## [SELECTED PASSAGE]
========================

Skip to content

libdatamasker.so

This implements a plugin library producing instances of IDataMaskingProfileIterator to be used by an IDataMaskingEngine instance. The library is written in C++, and this section is organized according to the namespace and class names used.

namespace DataMasking

CContext

Standard implementation of IDataMaskingProfileContext and IDataMaskingProfileContextInspector tightly coupled to a specific version of a specific profile instance. It manages custom properties that are accepted by the associated profile, and rejects attempts to set those not accepted. The rejection is one way of letting the caller know that something it might deem essential is not handled by the profile.

Depends on CProfile, an abstract implementation of IDataMaskingProfile and IDataMaskingProfileInspector.

CMaskStyle

Implementation of IDataMaskingProfileMaskStyle providing customized masked output of values. Configuration options include:

  • @maximumVersion is an optional version number, needed only when the style does not apply to the maximum version of the value type in which it is defined.
  • @minimumVersion is an optional version number, needed only when the style does not apply to the minumum version of the value type in which it is defined.
  • @name is a required unique identifier for the style.
  • @overrideDefault is an optional Boolean flag controlling whether the style should replace the default style for the value type in which it is defined.
  • @pattern is an optional character sequence (one or more characters in length) that will be used to mask value content.

CPartialMaskStyle

Am extension of CMaskStyle, this is intended to partially mask values, such as account numbers or telephone numbers, without assuming knowledge of the values. Configuration is generally expressed as:

[ [ @action ] [ @location ] @count  [ @characters ] ]

Where:

  • @action what to do, either keep or mask (default); and
  • @location where to do it, either first or last (default); and
  • @count how many characters to examine, a positive integer value; and
  • @characters type of characters to be considered, either numbers, letters, alphanumeric, or all (default)

All four values may be omitted when only the inherited options are needed. If any of the four values are given, count is required and the other three are optional.

A value substring containing at most @count instances of the character class denoted by @characters is identified. Character classes are ASCII numeric characters (numbers), ASCII alphabetic characters (letters), ASCII alphabetic and numeric characters (alphanumeric), or any characters (all).

========================

## [MATERIAL SHOWN]
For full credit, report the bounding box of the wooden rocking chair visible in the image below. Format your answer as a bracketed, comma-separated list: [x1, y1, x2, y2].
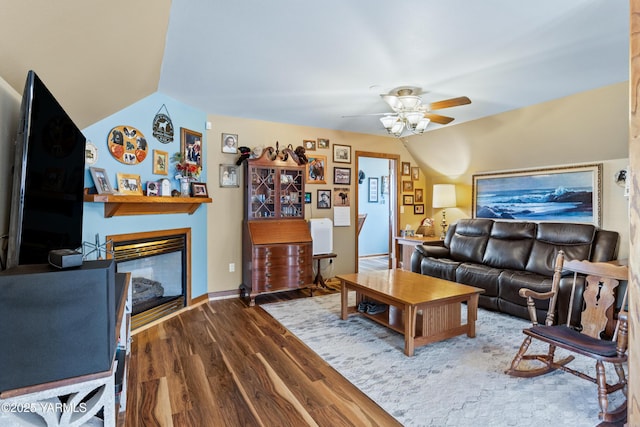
[506, 251, 628, 423]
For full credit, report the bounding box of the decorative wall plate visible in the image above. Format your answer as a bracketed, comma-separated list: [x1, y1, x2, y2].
[107, 126, 149, 165]
[84, 141, 98, 166]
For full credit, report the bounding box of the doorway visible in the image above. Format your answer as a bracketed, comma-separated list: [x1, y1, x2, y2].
[355, 151, 400, 271]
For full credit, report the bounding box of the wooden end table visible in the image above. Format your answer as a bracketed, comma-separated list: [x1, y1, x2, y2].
[336, 269, 484, 356]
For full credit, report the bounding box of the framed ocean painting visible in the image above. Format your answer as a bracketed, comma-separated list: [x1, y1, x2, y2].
[472, 163, 602, 227]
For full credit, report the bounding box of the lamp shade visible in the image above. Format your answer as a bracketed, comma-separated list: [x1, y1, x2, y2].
[433, 184, 456, 208]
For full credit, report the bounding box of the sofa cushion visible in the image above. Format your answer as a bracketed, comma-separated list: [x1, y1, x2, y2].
[498, 270, 553, 310]
[482, 221, 536, 270]
[420, 257, 460, 282]
[449, 219, 493, 263]
[455, 263, 502, 297]
[526, 222, 596, 276]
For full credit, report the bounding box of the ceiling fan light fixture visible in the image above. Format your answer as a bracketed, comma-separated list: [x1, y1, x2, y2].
[404, 111, 424, 129]
[398, 95, 422, 110]
[413, 117, 431, 133]
[389, 120, 404, 138]
[380, 116, 398, 132]
[381, 95, 402, 111]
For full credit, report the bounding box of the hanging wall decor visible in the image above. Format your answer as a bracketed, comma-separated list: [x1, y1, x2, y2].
[107, 126, 149, 165]
[153, 104, 173, 144]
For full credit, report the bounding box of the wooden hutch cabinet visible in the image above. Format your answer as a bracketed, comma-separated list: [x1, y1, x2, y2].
[241, 149, 313, 306]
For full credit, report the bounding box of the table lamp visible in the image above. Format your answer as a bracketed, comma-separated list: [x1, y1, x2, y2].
[432, 184, 456, 240]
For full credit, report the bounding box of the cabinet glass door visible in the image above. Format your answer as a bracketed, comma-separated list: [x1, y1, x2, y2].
[280, 169, 304, 218]
[249, 168, 276, 219]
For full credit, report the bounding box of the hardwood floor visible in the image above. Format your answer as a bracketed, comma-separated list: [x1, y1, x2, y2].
[126, 289, 400, 427]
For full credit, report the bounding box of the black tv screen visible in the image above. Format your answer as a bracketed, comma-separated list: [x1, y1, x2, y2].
[7, 71, 86, 268]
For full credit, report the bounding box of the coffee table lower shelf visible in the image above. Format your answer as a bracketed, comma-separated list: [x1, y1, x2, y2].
[338, 270, 483, 356]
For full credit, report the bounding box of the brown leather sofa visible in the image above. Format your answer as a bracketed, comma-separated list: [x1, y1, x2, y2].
[411, 219, 619, 324]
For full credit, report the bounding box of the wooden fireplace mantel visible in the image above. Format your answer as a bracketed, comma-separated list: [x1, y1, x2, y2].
[84, 194, 212, 218]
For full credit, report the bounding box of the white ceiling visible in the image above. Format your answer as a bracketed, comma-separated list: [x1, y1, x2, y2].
[0, 0, 630, 135]
[158, 0, 629, 135]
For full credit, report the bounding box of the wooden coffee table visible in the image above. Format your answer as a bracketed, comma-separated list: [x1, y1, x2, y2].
[336, 269, 484, 356]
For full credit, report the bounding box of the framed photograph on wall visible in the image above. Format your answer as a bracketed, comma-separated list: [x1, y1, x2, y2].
[191, 182, 209, 197]
[306, 156, 327, 184]
[369, 178, 378, 203]
[221, 133, 238, 154]
[153, 150, 169, 175]
[116, 173, 142, 196]
[317, 190, 331, 209]
[472, 163, 602, 227]
[411, 166, 420, 181]
[180, 128, 202, 167]
[333, 167, 351, 185]
[333, 144, 351, 163]
[400, 162, 411, 176]
[89, 167, 115, 194]
[220, 165, 240, 187]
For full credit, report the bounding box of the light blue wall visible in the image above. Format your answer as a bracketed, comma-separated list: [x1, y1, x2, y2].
[82, 93, 207, 298]
[355, 157, 389, 256]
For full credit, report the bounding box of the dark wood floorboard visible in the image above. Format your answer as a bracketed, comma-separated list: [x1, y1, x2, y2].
[126, 289, 400, 427]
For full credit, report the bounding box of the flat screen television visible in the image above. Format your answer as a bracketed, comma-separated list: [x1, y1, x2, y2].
[7, 71, 86, 268]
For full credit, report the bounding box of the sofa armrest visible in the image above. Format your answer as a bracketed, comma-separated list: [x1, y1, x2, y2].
[411, 245, 449, 273]
[518, 288, 555, 326]
[416, 245, 449, 258]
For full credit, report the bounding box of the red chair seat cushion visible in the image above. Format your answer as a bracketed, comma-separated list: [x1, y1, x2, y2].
[529, 325, 617, 357]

========================

## [OBJECTIVE A]
From the libdatamasker.so documentation, list every configuration option given for CMaskStyle.
## [OBJECTIVE B]
Reproduce the entries between the line holding "For full credit, report the bounding box of the ceiling" and the line holding "[381, 95, 402, 111]", inclusive.

## [CORRECT RESPONSE A]
@maximumVersion
@minimumVersion
@name
@overrideDefault
@pattern

## [CORRECT RESPONSE B]
For full credit, report the bounding box of the ceiling fan light fixture visible in the image above. Format your answer as a bracketed, comma-separated list: [x1, y1, x2, y2].
[404, 111, 424, 129]
[398, 95, 422, 110]
[413, 117, 431, 133]
[389, 120, 404, 138]
[380, 116, 398, 132]
[381, 95, 402, 111]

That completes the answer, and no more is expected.